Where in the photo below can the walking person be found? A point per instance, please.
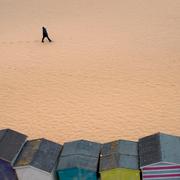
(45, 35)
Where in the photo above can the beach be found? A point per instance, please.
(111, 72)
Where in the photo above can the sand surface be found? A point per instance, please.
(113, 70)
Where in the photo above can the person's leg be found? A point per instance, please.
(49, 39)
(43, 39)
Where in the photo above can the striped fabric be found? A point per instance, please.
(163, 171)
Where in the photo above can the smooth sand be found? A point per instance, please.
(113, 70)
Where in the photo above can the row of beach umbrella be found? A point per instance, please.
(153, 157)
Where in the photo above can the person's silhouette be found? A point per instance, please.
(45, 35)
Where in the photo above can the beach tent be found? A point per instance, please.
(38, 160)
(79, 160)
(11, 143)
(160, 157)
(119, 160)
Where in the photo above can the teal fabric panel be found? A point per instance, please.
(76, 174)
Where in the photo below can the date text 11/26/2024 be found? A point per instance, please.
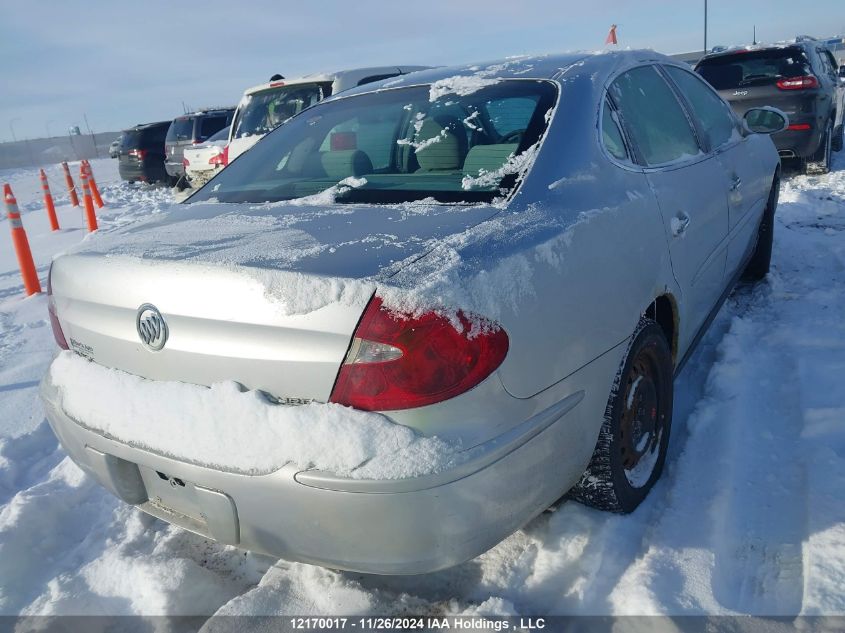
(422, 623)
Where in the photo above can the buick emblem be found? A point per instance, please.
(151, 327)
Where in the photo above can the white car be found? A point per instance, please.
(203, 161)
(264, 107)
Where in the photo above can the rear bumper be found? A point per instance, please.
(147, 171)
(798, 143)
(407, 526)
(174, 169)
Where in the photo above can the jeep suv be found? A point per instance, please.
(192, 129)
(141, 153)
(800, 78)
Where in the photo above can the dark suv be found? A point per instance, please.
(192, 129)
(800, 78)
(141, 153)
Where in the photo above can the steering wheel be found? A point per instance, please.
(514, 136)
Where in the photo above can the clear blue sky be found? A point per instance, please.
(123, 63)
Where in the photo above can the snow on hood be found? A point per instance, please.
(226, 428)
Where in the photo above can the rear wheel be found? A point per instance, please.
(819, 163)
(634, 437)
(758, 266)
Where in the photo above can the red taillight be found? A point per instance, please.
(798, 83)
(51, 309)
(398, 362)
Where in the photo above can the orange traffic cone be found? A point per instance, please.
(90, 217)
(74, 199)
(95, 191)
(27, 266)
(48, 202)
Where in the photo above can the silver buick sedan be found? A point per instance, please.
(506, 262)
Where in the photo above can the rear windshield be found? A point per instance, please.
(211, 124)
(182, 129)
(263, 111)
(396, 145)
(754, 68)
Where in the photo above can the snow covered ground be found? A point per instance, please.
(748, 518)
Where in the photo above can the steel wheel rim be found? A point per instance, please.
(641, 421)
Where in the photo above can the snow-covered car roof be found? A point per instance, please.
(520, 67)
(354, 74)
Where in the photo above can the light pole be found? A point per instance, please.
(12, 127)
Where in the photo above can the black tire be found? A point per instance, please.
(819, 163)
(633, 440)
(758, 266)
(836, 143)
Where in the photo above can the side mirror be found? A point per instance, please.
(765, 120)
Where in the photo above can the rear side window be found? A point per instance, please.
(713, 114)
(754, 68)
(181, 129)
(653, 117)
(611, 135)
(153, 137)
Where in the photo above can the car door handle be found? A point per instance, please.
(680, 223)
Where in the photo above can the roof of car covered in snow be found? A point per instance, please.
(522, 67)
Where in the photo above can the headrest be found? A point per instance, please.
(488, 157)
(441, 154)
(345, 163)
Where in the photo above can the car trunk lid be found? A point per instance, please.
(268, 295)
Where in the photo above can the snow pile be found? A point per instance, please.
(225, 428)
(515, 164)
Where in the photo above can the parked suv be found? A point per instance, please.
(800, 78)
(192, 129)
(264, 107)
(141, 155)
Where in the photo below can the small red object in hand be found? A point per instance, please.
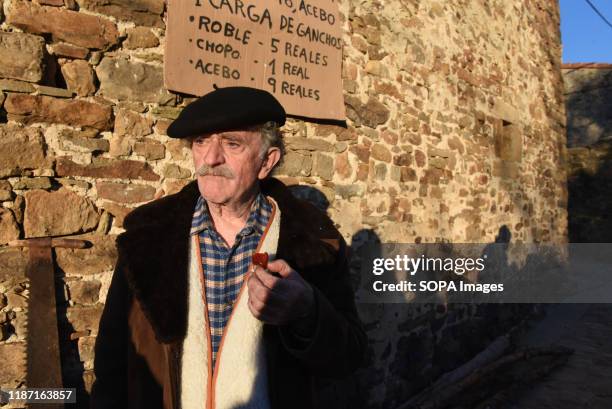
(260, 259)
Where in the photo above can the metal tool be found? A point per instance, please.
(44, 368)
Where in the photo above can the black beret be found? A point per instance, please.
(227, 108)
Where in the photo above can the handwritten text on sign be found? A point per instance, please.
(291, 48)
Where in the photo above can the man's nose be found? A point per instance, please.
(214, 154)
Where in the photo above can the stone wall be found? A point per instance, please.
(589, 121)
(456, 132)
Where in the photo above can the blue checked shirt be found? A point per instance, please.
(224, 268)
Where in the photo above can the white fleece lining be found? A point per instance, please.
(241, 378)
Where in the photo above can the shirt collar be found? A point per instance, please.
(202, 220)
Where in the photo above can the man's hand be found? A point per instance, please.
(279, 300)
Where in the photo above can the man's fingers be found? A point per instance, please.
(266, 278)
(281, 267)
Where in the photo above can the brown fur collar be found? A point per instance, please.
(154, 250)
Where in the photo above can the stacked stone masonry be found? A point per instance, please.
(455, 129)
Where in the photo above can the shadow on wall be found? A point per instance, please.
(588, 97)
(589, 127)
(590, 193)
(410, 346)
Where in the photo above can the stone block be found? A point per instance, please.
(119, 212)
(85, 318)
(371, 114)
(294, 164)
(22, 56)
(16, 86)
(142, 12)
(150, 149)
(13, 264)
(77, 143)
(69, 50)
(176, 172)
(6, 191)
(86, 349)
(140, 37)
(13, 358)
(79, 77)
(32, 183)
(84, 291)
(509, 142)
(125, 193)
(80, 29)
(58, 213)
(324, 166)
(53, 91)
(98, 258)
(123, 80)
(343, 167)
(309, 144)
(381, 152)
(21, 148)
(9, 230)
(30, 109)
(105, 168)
- - - - -
Brief: Return the records verbatim, starting at the line that contains "Where in the photo above can the man's fingers" and ending with the last line of the records, both included.

Expected answer:
Where in the photo above can the man's fingers be found? A point per instance, please.
(266, 278)
(281, 267)
Where in the photo above can the brown fur collar be found? A point per instance, please.
(154, 250)
Where in the photo above can the stacked stone masonry be found? A point per instance, please.
(455, 129)
Where in the photo above can the shadow on wall be found? A point per instance, please.
(588, 97)
(589, 127)
(590, 193)
(410, 346)
Where in the photo above can the stone block be found? A point per instance, please.
(119, 212)
(85, 318)
(371, 114)
(294, 164)
(22, 56)
(16, 86)
(142, 12)
(150, 149)
(13, 264)
(77, 143)
(69, 50)
(176, 172)
(6, 191)
(86, 349)
(140, 37)
(13, 358)
(79, 77)
(32, 183)
(84, 291)
(509, 142)
(125, 193)
(80, 29)
(58, 213)
(324, 166)
(53, 91)
(98, 258)
(123, 80)
(343, 167)
(309, 144)
(381, 152)
(21, 148)
(9, 230)
(30, 109)
(105, 168)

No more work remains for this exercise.